Task statement.
Copy out exactly every line from the line containing "Could you please identify the gray" until the records below end, inclusive of both boundary lines.

Dataset.

** start **

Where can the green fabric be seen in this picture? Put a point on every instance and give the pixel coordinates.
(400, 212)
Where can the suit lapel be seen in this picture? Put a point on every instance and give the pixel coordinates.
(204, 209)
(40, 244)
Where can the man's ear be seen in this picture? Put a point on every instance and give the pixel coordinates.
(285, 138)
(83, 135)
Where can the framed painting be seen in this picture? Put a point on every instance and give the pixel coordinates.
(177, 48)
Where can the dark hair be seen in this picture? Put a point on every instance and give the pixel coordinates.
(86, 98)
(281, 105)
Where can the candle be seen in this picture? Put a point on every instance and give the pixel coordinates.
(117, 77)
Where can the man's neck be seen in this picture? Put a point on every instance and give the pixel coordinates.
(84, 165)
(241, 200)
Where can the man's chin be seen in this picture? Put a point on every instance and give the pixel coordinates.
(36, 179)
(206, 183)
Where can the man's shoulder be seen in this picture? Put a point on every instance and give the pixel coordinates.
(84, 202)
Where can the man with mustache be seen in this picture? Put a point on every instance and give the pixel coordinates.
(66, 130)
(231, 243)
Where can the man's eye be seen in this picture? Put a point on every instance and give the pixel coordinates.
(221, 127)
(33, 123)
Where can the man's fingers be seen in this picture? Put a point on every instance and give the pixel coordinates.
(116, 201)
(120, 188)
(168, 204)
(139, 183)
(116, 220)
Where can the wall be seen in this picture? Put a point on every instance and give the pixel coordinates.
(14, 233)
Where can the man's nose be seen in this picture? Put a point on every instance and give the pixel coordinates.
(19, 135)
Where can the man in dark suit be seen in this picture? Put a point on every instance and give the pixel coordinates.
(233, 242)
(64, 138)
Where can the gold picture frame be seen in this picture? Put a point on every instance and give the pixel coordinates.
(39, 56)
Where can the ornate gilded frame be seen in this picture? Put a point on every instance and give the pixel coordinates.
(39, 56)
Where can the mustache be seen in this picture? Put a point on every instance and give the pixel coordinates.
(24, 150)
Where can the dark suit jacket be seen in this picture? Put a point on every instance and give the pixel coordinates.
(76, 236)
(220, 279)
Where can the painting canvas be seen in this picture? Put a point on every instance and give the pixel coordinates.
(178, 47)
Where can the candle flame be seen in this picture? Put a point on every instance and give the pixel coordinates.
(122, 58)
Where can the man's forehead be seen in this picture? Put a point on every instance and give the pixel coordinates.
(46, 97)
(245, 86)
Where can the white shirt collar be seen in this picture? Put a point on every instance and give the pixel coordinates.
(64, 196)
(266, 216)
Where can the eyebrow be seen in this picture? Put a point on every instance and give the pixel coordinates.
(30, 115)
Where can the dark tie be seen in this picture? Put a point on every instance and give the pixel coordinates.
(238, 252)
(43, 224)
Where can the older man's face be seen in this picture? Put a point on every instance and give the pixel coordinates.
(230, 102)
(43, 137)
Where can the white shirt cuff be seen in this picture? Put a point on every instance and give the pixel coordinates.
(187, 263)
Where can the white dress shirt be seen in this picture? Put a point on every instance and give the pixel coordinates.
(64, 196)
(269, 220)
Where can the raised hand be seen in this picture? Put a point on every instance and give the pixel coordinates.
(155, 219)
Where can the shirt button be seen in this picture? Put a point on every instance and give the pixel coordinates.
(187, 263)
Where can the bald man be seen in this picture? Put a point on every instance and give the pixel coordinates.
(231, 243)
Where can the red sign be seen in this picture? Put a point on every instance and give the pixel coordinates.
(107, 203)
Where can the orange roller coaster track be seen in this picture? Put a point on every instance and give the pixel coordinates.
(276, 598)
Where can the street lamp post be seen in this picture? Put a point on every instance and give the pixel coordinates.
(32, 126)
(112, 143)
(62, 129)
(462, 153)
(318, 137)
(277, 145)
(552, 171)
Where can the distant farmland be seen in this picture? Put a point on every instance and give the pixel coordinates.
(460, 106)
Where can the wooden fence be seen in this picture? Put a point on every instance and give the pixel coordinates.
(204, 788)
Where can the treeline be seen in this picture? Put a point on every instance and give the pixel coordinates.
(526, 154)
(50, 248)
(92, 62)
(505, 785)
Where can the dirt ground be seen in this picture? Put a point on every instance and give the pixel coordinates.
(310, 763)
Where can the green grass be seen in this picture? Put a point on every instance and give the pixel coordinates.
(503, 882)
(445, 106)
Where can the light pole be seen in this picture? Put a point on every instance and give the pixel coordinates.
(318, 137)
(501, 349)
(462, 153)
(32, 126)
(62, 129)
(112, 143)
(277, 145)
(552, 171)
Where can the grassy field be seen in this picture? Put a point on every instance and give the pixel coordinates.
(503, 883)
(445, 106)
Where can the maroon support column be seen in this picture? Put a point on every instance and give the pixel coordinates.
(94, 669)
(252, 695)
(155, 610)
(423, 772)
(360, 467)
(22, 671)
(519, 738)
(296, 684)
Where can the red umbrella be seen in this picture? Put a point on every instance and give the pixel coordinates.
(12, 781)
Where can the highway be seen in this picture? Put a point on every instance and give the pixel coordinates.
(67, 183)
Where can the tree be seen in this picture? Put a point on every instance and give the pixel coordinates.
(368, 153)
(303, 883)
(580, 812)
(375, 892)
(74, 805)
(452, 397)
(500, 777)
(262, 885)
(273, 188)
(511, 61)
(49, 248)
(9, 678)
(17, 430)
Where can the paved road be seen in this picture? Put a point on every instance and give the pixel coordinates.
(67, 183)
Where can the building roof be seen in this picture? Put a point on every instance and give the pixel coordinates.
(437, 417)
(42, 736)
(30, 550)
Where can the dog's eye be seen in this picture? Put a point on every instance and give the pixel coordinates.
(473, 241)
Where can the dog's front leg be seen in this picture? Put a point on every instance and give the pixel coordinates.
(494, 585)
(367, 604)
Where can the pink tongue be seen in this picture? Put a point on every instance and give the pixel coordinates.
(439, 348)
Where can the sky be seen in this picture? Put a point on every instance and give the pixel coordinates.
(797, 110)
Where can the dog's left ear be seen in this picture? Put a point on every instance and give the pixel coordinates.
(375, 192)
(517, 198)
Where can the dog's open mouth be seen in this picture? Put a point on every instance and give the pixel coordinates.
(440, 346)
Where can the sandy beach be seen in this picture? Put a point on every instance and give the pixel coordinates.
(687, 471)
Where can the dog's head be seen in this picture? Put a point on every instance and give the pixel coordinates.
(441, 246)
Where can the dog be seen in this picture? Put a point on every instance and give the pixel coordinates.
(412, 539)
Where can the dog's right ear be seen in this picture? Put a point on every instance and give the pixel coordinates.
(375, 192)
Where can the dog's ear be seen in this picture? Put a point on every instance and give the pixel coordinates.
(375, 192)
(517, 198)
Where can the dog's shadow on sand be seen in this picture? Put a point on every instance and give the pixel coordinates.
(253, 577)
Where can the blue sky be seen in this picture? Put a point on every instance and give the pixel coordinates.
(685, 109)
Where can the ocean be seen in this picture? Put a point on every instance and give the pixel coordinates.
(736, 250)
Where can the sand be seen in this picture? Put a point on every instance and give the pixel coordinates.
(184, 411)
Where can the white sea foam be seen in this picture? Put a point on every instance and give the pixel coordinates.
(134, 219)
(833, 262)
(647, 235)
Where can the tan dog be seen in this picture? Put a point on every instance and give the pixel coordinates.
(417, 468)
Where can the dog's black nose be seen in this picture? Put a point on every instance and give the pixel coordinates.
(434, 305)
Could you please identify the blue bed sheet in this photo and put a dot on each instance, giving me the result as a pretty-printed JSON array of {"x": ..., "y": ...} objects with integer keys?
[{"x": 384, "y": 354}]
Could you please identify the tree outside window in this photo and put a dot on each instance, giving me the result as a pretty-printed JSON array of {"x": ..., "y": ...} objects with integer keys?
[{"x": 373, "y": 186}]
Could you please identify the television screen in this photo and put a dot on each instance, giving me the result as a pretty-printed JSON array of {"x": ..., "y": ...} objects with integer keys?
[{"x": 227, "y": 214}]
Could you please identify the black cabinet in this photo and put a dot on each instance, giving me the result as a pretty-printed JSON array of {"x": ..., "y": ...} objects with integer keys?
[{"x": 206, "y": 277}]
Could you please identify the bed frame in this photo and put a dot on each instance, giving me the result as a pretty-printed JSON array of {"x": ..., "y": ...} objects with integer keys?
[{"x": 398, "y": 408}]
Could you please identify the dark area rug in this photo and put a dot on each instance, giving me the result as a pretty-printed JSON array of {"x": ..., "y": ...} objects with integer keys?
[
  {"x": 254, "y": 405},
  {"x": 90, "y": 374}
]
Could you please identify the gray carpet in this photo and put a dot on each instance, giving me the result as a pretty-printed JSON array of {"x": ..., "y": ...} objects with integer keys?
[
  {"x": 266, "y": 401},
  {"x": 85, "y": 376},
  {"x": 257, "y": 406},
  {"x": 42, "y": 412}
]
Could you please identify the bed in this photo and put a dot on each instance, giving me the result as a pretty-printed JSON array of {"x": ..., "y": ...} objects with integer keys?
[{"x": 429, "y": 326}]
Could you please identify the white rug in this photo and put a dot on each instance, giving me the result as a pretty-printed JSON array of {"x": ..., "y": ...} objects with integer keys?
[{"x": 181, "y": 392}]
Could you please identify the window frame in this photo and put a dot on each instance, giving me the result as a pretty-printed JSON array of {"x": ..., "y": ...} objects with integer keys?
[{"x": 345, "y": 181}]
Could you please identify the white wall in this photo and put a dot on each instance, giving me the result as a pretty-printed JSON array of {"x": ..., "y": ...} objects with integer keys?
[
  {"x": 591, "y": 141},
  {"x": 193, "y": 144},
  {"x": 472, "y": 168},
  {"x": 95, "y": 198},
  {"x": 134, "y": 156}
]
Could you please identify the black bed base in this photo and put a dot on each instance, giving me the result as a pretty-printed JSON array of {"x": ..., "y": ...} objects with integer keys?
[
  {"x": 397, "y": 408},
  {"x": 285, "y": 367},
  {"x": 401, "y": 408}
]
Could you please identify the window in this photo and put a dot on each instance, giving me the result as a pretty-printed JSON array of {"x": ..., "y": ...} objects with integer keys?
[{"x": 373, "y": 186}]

** end **

Task answer.
Could you please identify the gray carpet in this photo and put a dot on each instance, giving me the result as a pretty-printed JSON array of {"x": ..., "y": ...} objects with integer keys?
[
  {"x": 266, "y": 401},
  {"x": 85, "y": 376},
  {"x": 257, "y": 406},
  {"x": 42, "y": 412}
]
Could you please identify the bed in this photo and put a dot on each instance, giving me the result as a pretty-printed JSON array of {"x": ..., "y": ...} objects with integer keys?
[{"x": 429, "y": 326}]
Could you please identify the white rug in this photo and put a dot on each instance, giving me the result as a pretty-printed JSON array of {"x": ..., "y": ...} objects with integer keys?
[{"x": 181, "y": 392}]
Could you please identify the window frame in this photo and put a dot on each instance, giving me the result as a pretty-printed JSON array of {"x": ..., "y": ...} objects with integer keys?
[{"x": 345, "y": 181}]
Could you please identify the white wall in this photo and put a dot on each instance, giving me the result as a pretty-printed JSON array of {"x": ..., "y": ...} objects with integer keys?
[
  {"x": 591, "y": 141},
  {"x": 193, "y": 144},
  {"x": 472, "y": 168},
  {"x": 95, "y": 198},
  {"x": 134, "y": 156}
]
Could you please identify the black bed base in this photo and put a dot on each instance, giving me the result as a pretty-printed JSON array of {"x": ..., "y": ...} objects with integer keys?
[
  {"x": 397, "y": 408},
  {"x": 285, "y": 367},
  {"x": 401, "y": 408}
]
Could you please identify the window in this photo and put a dot on each instance, giving me the result as a pretty-printed JSON array of {"x": ..., "y": ...} objects with integer keys?
[{"x": 373, "y": 186}]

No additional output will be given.